# INSTRUCTIONS TO FOLLOW
Please reproduce each of the items below word for word.

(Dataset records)
— BEGIN —

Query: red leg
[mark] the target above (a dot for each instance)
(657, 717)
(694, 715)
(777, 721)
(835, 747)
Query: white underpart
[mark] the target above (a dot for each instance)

— END —

# SOLUTION
Query: red leg
[mark] the target above (a dot for each instance)
(657, 717)
(694, 715)
(777, 721)
(835, 747)
Query: white underpart
[mark] the target above (a dot for each instance)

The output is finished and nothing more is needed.